* EXERCISE REQUIREMENTS
Only the lines below starting at the one containing "Note: identify the goose eye" and ending at the one containing "Note: identify the pink" belong in the answer, each copied exactly.

*** Block opens ***

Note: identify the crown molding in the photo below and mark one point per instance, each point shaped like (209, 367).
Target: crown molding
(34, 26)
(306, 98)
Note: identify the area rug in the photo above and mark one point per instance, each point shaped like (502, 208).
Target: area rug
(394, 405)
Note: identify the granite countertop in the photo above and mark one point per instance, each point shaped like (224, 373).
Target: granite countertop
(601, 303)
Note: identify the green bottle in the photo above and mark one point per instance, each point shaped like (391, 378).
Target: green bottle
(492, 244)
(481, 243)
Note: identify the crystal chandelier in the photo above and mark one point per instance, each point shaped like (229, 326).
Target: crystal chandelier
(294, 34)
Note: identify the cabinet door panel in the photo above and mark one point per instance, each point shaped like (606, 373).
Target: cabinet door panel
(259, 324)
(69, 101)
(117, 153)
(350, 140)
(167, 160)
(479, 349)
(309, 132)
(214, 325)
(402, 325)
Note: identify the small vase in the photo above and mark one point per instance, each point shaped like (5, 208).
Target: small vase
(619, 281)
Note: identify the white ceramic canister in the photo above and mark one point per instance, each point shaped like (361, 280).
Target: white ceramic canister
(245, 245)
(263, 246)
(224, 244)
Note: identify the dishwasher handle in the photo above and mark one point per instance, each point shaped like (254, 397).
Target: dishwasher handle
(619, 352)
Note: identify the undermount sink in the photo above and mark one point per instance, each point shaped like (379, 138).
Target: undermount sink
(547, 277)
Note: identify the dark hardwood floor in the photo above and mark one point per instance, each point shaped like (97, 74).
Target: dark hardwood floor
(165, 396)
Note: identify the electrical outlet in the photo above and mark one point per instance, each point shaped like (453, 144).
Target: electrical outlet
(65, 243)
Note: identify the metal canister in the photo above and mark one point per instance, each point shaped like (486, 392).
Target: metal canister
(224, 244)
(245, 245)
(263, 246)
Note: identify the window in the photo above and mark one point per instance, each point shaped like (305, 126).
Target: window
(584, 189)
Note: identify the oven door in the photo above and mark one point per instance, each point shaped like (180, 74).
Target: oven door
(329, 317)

*** Block closes ***
*** Block opens ***

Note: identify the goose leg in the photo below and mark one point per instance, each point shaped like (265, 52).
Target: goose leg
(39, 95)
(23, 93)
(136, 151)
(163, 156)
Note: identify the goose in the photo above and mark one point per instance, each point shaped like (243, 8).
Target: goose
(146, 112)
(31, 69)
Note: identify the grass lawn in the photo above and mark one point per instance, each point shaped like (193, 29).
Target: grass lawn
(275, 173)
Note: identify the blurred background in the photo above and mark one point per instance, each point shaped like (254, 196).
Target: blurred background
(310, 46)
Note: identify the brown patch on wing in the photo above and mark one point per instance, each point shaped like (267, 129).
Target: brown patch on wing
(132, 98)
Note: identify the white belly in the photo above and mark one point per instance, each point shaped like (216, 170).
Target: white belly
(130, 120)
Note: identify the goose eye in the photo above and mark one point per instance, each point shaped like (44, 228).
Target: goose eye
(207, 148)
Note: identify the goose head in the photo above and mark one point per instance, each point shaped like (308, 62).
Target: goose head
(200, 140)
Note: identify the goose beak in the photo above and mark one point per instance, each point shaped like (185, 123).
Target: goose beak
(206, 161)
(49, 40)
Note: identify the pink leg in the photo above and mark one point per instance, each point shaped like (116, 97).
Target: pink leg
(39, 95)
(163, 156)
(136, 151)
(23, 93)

*** Block closes ***

* WRITTEN RESPONSE
Note: identify the goose eye in the photo above and mark one point per instance, each point shaped like (44, 228).
Target: goose eye
(207, 148)
Note: identify the goose head in the photo above and mark one point per instance, each point shaped like (308, 62).
Target: goose head
(200, 140)
Note: identify the goose beak in the photo above and mark one point per instance, each point shaped like (185, 123).
Target: goose beak
(206, 161)
(49, 40)
Note: identify the pink leg in the photo above and mark one point per instance, each point shaped like (116, 97).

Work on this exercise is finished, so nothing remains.